### Exercise objective
Extract every line of the data below word for word, and omit the pictures from your answer.
Start of Records for this exercise
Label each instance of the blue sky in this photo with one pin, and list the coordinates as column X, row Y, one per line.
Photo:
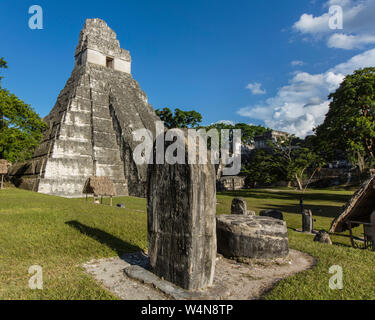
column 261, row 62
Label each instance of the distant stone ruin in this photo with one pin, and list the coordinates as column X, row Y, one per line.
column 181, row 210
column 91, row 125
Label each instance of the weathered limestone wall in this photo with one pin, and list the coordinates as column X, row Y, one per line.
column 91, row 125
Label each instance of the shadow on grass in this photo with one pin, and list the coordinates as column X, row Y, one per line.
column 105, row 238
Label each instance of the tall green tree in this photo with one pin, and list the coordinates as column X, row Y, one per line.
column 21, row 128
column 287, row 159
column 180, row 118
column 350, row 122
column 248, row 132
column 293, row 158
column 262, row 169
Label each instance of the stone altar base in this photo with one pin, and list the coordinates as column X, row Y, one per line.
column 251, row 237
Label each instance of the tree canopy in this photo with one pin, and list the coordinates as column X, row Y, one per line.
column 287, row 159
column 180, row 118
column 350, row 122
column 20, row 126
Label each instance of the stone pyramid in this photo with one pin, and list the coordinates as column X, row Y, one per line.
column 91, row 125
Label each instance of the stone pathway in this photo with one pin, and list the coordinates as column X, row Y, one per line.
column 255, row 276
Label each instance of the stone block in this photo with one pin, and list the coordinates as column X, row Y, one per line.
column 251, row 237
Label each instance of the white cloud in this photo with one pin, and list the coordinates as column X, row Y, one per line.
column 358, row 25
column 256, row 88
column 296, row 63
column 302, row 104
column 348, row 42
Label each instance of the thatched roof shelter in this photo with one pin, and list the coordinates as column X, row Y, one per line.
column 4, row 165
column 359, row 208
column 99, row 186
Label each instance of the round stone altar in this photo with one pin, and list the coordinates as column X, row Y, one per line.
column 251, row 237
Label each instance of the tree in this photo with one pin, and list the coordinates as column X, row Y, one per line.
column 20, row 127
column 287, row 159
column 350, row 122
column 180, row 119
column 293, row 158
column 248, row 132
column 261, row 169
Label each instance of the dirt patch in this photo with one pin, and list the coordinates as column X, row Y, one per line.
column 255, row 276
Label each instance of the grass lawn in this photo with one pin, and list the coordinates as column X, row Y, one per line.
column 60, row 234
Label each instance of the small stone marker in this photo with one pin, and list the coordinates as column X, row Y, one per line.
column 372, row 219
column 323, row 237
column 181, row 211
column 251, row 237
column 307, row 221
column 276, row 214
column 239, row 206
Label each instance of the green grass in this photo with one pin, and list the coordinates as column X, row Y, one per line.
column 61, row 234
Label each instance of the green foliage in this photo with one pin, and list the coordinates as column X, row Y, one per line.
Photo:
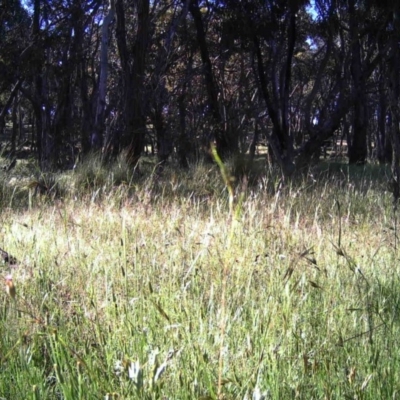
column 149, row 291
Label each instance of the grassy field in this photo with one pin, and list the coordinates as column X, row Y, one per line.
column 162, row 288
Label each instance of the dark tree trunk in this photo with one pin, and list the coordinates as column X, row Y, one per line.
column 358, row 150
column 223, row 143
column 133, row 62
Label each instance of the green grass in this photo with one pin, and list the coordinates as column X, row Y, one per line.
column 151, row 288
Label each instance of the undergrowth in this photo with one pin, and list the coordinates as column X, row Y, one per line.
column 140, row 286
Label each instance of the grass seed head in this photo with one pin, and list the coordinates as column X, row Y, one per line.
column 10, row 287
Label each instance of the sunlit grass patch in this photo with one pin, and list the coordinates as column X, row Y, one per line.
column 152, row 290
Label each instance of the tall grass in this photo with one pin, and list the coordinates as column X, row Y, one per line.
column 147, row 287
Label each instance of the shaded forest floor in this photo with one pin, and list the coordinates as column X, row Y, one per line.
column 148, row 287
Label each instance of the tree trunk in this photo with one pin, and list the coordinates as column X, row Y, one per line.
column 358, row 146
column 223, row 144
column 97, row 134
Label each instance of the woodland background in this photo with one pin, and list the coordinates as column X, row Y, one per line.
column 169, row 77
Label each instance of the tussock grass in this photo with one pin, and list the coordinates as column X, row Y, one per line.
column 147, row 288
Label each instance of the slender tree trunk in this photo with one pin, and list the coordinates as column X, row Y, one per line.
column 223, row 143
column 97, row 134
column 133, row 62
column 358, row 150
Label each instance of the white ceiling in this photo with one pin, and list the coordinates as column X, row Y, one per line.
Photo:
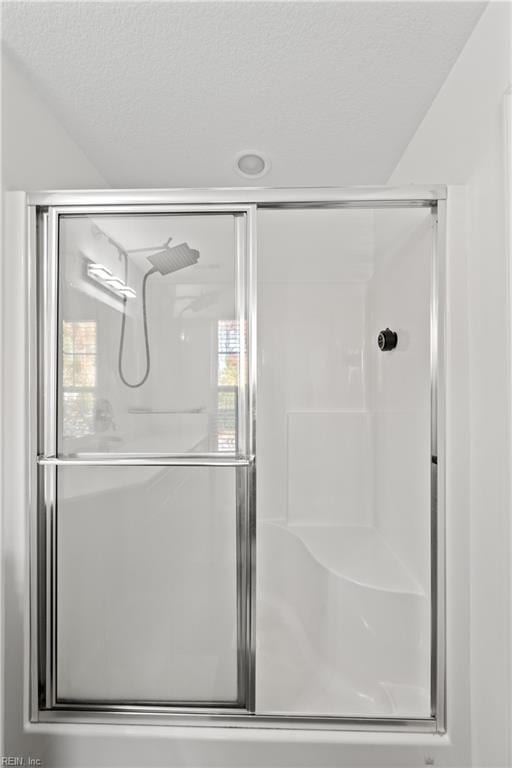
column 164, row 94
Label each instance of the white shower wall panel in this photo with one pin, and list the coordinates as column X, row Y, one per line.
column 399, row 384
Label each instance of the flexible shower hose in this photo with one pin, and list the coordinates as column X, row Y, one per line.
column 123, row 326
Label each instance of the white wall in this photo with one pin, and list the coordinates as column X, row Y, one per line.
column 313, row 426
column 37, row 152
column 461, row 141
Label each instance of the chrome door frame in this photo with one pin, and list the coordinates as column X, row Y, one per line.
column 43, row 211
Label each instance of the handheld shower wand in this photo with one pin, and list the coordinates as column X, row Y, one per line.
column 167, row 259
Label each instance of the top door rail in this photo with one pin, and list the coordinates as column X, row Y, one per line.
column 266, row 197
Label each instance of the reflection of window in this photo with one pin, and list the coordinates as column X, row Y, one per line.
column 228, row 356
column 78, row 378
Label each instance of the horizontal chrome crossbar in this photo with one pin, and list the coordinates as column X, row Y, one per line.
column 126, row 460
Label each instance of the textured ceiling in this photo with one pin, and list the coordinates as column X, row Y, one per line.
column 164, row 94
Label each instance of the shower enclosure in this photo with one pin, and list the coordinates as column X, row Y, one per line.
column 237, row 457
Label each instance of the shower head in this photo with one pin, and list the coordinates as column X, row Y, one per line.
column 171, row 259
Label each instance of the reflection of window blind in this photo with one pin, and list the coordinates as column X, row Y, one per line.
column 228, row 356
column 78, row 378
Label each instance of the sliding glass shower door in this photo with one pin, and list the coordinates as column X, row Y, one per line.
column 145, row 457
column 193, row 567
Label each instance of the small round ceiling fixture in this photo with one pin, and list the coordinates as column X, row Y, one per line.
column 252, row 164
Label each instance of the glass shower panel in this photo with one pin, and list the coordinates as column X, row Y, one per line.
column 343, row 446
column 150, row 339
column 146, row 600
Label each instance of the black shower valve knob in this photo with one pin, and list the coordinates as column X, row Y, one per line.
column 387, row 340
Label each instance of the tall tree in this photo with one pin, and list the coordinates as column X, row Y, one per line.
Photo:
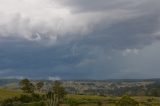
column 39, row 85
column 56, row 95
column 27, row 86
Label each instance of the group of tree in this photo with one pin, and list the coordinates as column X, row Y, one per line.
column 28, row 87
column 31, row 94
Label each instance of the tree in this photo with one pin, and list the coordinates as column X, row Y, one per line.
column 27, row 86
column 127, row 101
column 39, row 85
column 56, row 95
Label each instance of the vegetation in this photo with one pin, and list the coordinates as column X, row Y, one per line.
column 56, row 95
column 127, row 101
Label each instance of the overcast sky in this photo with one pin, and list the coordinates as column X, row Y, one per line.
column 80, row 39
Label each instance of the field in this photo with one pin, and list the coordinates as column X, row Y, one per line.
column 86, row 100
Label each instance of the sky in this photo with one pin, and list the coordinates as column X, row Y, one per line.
End of Records for this exercise
### Reply to the exercise
Label each instance of the blue sky in this photo with one pin, and list the coordinates as column X, row Y, one per line.
Photo:
column 261, row 62
Label each instance of the distant stone ruin in this photo with one pin, and list the coordinates as column X, row Y, one per line.
column 181, row 210
column 91, row 125
Label each instance of the weathered limestone wall in this photo with one pin, and list the coordinates as column X, row Y, one per line.
column 91, row 125
Label each instance of the shadow on grass in this photo with one pin, and list the coordinates as column X, row Y, one per line.
column 105, row 238
Label each instance of the tall green tree in this photo with one pin, and list the coordinates as column X, row Y, one per line.
column 21, row 128
column 287, row 159
column 180, row 118
column 350, row 122
column 248, row 132
column 293, row 158
column 262, row 169
Label each instance of the stone altar base in this photo with one pin, and list the coordinates as column X, row Y, one per line.
column 251, row 237
Label each instance of the tree canopy in this photo with one pin, and list the coordinates as column X, row Y, one per line.
column 287, row 159
column 180, row 118
column 350, row 122
column 20, row 126
Label each instance of the stone pyramid in this photo with one pin, and list the coordinates as column X, row Y, one per line.
column 91, row 125
Label each instance of the stone pathway in this photo with one pin, and list the coordinates as column X, row Y, one per line.
column 255, row 276
Label each instance of the stone block in this photo with one pin, and list the coordinates as column X, row Y, one per line.
column 251, row 237
Label each instance of the white cloud in this photo with one pin, and list the coordinates as column X, row Y, one per line.
column 358, row 25
column 256, row 88
column 296, row 63
column 302, row 104
column 348, row 42
Label each instance of the thatched roof shelter in this photo with one pin, and list the coordinates as column X, row Y, one per line.
column 4, row 165
column 359, row 208
column 99, row 186
Label each instance of the round stone altar in this photo with one pin, and list the coordinates as column X, row Y, one per line.
column 251, row 237
Label each instance of the tree in this photo with one pin, and list the coordinates as column X, row Y, one per line.
column 20, row 127
column 287, row 159
column 350, row 122
column 180, row 119
column 293, row 158
column 248, row 132
column 261, row 169
Label each instance of the dirt patch in this photo with one pin, and list the coordinates as column X, row Y, one per line.
column 255, row 276
Label each instance of the grass lawn in this photo with one pin, and list the coordinates as column X, row Y, one per line.
column 60, row 234
Label each instance of the small stone marker in this photo with one pin, and list the coordinates as column X, row Y, one per line.
column 372, row 219
column 323, row 237
column 181, row 211
column 251, row 237
column 307, row 221
column 276, row 214
column 239, row 206
Label each instance of the green grass in this photo with one pin, and list the coordinates as column X, row Y, one per line.
column 61, row 234
Label each instance of the green foliage in this photo with one pin, and list the coordinates as column X, row Y, one per line.
Photo:
column 149, row 291
Label each instance of the grassy field in this photo with one pin, and list the coordinates as column X, row Y, one per line.
column 162, row 288
Label each instance of the dark tree trunk in this photo with one pin, and list the coordinates as column X, row Y, one per line.
column 358, row 150
column 223, row 143
column 133, row 62
Label each instance of the green grass in this photo with one pin, and list the coordinates as column X, row Y, one per line.
column 151, row 288
Label each instance of the undergrowth in this photo with one pin, and list the coordinates as column X, row Y, one per line.
column 140, row 286
Label each instance of the grass seed head in this photo with one pin, and list the coordinates as column X, row Y, one per line.
column 10, row 287
Label each instance of the sunlit grass patch in this photo with one pin, and list the coordinates as column X, row Y, one per line.
column 152, row 290
Label each instance of the tall grass in this photo with one pin, and list the coordinates as column X, row Y, one per line.
column 147, row 287
Label each instance of the shaded forest floor in this photo with one pin, and list the coordinates as column X, row Y, one per line.
column 148, row 287
Label each instance of the tree trunk in this photo with one pin, and list the coordinates as column X, row Y, one per line.
column 358, row 146
column 223, row 144
column 97, row 134
Label each instance of the woodland background in this photo with one pin, and list the coordinates as column X, row Y, one per line.
column 169, row 77
Label each instance of the tussock grass in this photo with one pin, and list the coordinates as column X, row Y, one per line.
column 147, row 288
Label each instance of the slender tree trunk in this photo with one pin, and list the coordinates as column X, row Y, one per line.
column 223, row 143
column 97, row 134
column 133, row 62
column 358, row 150
Label each instance of the white ceiling in this photo with one pin, and list the coordinates as column X, row Y, one per line.
Photo:
column 164, row 94
Label each instance of the white shower wall panel in this photo with one pin, and list the coordinates as column X, row Y, one per line.
column 399, row 384
Label each instance of the flexible shower hose in this photo with one pin, and list the coordinates as column X, row Y, one per line.
column 123, row 326
Label each instance of the white wall in this photo with one pin, and list the coordinates as column X, row Y, one per line.
column 313, row 426
column 37, row 152
column 461, row 141
Label each instance of the chrome door frame in this photo with one pin, and list the coordinates as column X, row Y, one per line.
column 43, row 211
Label each instance of the handheld shower wand in this photo with one pin, and list the coordinates as column X, row Y, one per line.
column 167, row 259
Label each instance of the top door rail in this photo with one pin, and list the coordinates as column X, row Y, one per line.
column 266, row 197
Label each instance of the reflection of window in this photo with one pin, and list the coordinates as column X, row Y, one per line.
column 228, row 356
column 78, row 378
Label each instance of the horizontal chrome crossbar in this photo with one pin, and list the coordinates as column X, row Y, one per line.
column 126, row 460
Label each instance of the textured ceiling in this photo with one pin, and list the coordinates as column X, row Y, one per line.
column 164, row 94
Label each instance of the shower enclosure in this photo with one pin, and list the coordinates as column X, row Y, one per line.
column 237, row 457
Label each instance of the shower head in this photo with one pin, and list the coordinates as column X, row Y, one per line.
column 171, row 259
Label each instance of the reflection of window blind in this photo with one pin, and list the coordinates as column X, row Y, one per line.
column 228, row 356
column 78, row 378
Label each instance of the sliding glass shower door in this photo with one pin, and list the coordinates as column X, row Y, one per line.
column 145, row 457
column 193, row 567
Label each instance of the small round ceiling fixture in this photo with one pin, and list the coordinates as column X, row Y, one per line.
column 252, row 164
Label each instance of the glass shower panel in this photo with one pin, and list the coordinates as column X, row Y, one per line.
column 343, row 446
column 150, row 339
column 146, row 600
Label each instance of the black shower valve knob in this photo with one pin, and list the coordinates as column X, row Y, one per line.
column 387, row 340
Label each instance of the tall tree in this photo with one pin, and list the coordinates as column X, row Y, one per line.
Photo:
column 39, row 85
column 56, row 95
column 27, row 86
Label each instance of the group of tree in this photo with one pin, and list the coordinates as column X, row Y, one per line.
column 28, row 87
column 31, row 94
Label each instance of the tree in this photo with one pin, and list the coordinates as column X, row Y, one per line.
column 27, row 86
column 127, row 101
column 39, row 85
column 56, row 95
Label each instance of the vegetation in this photo with one pin, and list the coordinates as column X, row Y, one per line.
column 56, row 95
column 127, row 101
Label each instance of the overcast sky in this photo with one pin, and list the coordinates as column X, row Y, one per line.
column 80, row 39
Label each instance of the field in this photo with one pin, and list the coordinates as column X, row Y, one per line.
column 86, row 100
Label each instance of the sky in this photo with one pin, and list the coordinates as column X, row Y, one per line.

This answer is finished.